#### [Problem requirements]
Please list every line from the rows below that contains the word "frame", copying each line in full.
__________________________________________________
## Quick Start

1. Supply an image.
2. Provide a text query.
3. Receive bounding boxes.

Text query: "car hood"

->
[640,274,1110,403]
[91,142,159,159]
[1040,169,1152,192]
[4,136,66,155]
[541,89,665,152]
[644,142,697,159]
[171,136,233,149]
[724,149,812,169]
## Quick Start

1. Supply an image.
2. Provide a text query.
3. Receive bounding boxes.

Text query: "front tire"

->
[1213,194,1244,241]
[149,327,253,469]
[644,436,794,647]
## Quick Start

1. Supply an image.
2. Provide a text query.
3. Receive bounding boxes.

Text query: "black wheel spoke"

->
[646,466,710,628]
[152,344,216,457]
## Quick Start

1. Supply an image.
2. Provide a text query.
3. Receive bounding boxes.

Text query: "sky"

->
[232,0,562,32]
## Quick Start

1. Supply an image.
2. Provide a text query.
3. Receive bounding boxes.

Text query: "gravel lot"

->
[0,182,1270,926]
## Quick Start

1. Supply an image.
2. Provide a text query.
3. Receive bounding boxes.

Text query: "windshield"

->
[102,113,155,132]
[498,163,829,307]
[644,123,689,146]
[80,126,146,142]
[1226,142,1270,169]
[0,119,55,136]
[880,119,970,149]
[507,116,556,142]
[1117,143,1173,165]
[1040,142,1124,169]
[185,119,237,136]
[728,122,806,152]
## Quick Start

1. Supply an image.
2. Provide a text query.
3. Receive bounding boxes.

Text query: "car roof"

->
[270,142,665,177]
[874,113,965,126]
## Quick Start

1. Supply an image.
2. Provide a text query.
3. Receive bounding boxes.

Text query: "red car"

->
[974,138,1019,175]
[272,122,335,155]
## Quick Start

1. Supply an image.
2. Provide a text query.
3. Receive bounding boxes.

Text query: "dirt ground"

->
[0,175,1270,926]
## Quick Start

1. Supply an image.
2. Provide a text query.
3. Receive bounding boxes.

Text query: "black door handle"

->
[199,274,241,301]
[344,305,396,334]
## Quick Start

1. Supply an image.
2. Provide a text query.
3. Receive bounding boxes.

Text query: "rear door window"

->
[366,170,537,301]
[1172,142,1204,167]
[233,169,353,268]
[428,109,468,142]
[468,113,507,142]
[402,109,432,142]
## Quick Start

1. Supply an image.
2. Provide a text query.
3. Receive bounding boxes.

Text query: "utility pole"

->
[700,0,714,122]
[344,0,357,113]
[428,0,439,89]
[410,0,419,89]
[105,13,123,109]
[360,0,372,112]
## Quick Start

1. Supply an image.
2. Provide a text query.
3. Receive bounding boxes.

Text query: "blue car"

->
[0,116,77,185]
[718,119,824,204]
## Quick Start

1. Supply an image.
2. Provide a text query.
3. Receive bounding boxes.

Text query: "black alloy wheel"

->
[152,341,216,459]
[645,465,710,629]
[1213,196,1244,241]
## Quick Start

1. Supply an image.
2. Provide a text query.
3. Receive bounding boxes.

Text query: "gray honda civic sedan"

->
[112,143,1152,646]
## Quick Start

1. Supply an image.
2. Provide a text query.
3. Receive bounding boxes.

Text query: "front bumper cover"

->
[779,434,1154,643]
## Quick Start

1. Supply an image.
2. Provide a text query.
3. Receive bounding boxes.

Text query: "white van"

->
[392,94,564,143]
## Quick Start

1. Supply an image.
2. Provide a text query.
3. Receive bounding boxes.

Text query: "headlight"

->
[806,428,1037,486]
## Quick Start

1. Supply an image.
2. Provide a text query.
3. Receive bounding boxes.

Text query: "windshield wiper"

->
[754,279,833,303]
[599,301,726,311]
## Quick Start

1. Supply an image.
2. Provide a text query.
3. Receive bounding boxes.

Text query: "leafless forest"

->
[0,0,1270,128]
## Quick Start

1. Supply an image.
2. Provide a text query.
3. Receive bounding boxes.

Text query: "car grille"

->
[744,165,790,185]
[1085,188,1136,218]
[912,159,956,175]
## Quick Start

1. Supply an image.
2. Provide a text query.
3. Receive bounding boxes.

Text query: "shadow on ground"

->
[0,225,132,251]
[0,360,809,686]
__________________________________________________
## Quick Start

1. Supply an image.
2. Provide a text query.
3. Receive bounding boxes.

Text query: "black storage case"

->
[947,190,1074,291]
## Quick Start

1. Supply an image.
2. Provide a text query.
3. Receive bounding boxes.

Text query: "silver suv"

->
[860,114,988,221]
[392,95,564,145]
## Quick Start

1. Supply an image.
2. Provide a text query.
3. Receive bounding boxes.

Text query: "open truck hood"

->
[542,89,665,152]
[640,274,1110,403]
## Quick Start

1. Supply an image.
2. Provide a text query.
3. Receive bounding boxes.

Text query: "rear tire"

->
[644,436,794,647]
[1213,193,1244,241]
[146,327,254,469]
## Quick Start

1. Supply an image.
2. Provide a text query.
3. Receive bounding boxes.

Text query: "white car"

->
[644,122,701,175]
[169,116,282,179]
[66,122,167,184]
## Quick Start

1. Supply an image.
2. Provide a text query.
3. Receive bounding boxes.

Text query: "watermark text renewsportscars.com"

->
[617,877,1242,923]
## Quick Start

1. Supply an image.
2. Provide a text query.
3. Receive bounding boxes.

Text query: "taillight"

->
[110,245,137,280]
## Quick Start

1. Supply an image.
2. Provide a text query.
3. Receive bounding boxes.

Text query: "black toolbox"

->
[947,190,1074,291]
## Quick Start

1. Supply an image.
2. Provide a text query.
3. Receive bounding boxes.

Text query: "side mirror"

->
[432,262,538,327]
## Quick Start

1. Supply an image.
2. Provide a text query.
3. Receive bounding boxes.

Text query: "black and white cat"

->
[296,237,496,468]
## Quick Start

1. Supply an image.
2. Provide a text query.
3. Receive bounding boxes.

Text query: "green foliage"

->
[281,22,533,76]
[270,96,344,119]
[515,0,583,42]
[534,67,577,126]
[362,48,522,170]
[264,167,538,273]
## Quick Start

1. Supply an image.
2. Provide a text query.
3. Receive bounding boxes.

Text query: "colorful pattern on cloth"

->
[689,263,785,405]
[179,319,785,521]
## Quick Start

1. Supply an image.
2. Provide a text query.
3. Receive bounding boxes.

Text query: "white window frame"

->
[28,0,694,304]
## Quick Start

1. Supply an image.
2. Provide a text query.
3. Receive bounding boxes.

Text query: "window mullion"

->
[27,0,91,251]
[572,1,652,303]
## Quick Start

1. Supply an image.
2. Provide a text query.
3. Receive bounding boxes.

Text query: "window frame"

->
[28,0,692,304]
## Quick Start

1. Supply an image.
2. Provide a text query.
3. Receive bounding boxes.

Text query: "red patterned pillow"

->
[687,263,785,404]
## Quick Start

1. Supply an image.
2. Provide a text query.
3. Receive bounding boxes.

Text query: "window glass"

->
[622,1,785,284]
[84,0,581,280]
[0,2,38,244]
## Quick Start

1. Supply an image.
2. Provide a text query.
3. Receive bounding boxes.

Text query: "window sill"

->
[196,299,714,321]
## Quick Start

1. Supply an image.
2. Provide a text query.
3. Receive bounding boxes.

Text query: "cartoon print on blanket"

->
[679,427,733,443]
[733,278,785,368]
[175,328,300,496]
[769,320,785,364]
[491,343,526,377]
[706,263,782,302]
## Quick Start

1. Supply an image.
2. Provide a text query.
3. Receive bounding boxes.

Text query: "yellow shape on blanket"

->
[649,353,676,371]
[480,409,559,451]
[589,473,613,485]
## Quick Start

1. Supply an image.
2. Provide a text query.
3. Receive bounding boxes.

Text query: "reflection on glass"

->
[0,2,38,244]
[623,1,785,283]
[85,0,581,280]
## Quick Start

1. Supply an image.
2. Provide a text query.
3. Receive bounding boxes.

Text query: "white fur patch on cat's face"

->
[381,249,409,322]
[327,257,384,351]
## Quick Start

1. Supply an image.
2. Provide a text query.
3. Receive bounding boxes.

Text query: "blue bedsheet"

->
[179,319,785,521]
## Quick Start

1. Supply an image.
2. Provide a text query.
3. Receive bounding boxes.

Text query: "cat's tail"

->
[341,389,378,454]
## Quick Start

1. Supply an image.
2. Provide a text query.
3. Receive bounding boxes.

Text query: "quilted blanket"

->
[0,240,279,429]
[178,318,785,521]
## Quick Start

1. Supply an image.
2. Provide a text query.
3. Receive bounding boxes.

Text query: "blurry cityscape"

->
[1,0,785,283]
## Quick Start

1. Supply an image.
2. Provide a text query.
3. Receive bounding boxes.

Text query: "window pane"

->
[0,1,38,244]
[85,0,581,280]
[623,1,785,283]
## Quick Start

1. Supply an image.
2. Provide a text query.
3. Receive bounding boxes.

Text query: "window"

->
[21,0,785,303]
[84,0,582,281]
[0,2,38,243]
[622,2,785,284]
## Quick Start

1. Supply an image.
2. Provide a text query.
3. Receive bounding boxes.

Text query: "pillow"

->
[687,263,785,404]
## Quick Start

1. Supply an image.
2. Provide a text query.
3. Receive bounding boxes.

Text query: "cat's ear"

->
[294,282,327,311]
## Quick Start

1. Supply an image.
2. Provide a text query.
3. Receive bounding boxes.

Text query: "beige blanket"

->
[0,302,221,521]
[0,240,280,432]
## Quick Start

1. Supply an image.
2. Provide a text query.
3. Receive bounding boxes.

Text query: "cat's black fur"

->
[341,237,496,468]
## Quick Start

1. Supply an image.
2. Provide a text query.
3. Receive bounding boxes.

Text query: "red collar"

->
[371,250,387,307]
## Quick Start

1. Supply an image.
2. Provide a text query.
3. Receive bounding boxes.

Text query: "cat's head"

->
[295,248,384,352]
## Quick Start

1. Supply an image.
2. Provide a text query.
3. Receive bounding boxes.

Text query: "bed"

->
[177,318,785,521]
__________________________________________________
#### [Task result]
Text query: "white window frame"
Text query: "window frame"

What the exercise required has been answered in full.